**SÉRIE D'EXERCICES**.
1. Répondez aux questions suivantes à partir du texte sur la pauvreté :
(a) Quelle volonté annoncée le texte qualifie-t-il de « mauvais signal » ?
(b) Qu'est-ce qui est dégradant, selon le texte, contrairement à la pauvreté assumée ou choisie ?
(c) D'après la citation d'Elena Lasida, que permet la fragilité de chacun ?
2. Relevez chaque ligne des enregistrements qui contient le mot « beard », en respectant la casse.

La force du modèle social et de santé français a été de s’attacher à l’inclusion de tous, de proposer des politiques qui ne se limitent pas à l’institutionnalisation d’une démarche humanitaire ou caritative.

Tout ce qui oppose les pauvres d’un côté, les catégories moyennes de l’autre, est délétère pour le consensus social. A cet égard, la volonté annoncée de réduire la prime d’activité aux revenus les plus faibles est un mauvais signal. Pourquoi les classes moyennes accepteraient-elles de continuer à contribuer à l’effort social collectif si son seul objectif devient d’aider les plus pauvres des pauvres ?

Je vais peut-être choquer des gens mais ne doit-on pas se poser la question : est-il légitime de vouloir sortir les gens de la pauvreté ? Oui si c’est une situation dégradante et attentatoire à la dignité mais est-ce le cas de toutes les formes de pauvreté ? Bien sûr que non. La misère est dégradante, la pauvreté ne l’est pas quand elle est assumée, voire choisie. Que signifie ce désir de sortir systématiquement les gens de la pauvreté ? Une société sans pauvres est-elle possible, a-t-elle tout simplement un sens ? Non, bien sûr. N’est-ce pas une forme d’injonction à être « comme tout le monde » ? La pauvreté, si elle est heureuse, n’est-elle pas une mise en péril de notre modèle social et économique, une renonciation à la consommation, au toujours plus ? Plus fondamentalement, la pauvreté met à mal notre volonté de maitrise et de toute-puissance. La pauvreté a à voir avec la fragilité, l’incomplétude, la limite. N’est-ce pas ça que l’on rejette ou que l’on veut abolir ? Je reprends une citation déjà utilisée de Elena Lasida qui me semble très éclairante :

On associe souvent la fragilité à un manque à combler, à un problème à résoudre, à une insuffisance à réparer. Mais c’est la fragilité qui rend possible l’émergence du radicalement nouveau. C’est parce que l’individu se reconnaît fragile qu’il est capable de construire avec les autres une véritable relation d’interdépendance. C’est la fragilité de chacun qui permet de se situer face aux autres en frère plutôt qu’en rival.

[Une série d'enregistrements]
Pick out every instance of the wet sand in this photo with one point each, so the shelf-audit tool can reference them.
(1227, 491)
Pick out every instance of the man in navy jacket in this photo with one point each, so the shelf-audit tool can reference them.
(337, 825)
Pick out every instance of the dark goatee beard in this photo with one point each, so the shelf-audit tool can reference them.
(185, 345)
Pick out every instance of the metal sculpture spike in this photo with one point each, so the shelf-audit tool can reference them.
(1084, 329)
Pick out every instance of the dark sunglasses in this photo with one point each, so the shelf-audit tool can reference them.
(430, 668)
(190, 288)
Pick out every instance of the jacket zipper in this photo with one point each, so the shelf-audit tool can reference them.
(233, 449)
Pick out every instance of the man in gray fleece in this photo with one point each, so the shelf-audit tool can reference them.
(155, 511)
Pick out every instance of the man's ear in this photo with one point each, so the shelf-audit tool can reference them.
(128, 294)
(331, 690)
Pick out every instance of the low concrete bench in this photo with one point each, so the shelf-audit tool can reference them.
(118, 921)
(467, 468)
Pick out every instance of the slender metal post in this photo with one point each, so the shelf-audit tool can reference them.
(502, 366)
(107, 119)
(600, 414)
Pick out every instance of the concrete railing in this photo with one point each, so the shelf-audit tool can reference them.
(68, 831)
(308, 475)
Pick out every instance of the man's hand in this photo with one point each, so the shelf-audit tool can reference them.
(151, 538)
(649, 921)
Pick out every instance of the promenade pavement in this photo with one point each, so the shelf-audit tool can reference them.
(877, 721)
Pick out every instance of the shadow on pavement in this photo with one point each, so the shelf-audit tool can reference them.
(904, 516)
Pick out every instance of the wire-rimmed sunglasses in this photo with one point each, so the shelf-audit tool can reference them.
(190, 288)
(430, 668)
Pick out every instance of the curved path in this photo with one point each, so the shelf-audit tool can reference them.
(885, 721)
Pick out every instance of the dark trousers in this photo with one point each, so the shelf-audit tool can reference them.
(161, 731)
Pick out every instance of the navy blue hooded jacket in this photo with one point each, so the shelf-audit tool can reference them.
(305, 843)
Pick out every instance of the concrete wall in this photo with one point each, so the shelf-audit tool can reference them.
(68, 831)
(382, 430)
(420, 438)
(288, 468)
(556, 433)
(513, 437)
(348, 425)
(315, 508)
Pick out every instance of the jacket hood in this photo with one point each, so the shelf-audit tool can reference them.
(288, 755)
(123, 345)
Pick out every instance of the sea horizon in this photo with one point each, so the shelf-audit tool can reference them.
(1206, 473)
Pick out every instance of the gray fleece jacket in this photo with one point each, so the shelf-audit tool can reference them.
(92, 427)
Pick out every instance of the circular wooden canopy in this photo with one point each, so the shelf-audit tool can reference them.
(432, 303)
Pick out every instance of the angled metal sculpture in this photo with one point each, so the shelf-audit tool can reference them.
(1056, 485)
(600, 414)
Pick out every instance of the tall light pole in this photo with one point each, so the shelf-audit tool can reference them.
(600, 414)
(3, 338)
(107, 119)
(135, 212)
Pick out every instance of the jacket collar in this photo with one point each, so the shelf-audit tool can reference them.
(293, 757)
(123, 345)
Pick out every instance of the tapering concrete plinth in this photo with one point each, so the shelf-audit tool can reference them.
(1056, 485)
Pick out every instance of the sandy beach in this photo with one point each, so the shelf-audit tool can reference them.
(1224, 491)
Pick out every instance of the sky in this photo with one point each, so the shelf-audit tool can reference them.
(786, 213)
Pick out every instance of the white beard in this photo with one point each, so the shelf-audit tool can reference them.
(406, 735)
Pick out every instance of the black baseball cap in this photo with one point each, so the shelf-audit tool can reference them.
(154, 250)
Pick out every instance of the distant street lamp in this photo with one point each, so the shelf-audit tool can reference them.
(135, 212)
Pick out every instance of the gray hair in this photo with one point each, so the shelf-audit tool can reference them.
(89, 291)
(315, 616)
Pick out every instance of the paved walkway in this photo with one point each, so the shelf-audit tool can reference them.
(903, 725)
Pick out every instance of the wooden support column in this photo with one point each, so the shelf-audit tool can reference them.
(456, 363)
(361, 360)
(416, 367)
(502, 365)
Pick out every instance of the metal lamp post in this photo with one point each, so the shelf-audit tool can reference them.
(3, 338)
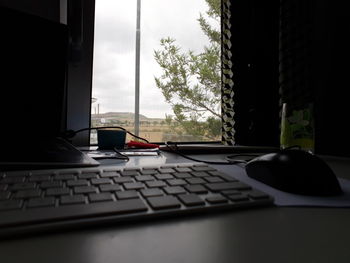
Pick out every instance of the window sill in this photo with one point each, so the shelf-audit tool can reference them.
(216, 148)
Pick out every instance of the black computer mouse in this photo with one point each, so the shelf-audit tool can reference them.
(295, 171)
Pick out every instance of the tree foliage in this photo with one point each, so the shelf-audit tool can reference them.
(190, 82)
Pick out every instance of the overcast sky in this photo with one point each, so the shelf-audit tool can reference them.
(114, 51)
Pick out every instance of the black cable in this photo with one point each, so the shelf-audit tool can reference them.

**CORRIGÉ COMPLET**.
1.
(a) La volonté de réduire la prime d'activité aux revenus les plus faibles.
(b) La misère.
(c) Elle permet de se situer face aux autres en frère plutôt qu'en rival.

2.
Pick out every instance of the dark goatee beard in this photo with one point each, so the shelf-audit tool can reference them.
Pick out every instance of the white beard in this photo with one point each, so the shelf-audit tool can reference them.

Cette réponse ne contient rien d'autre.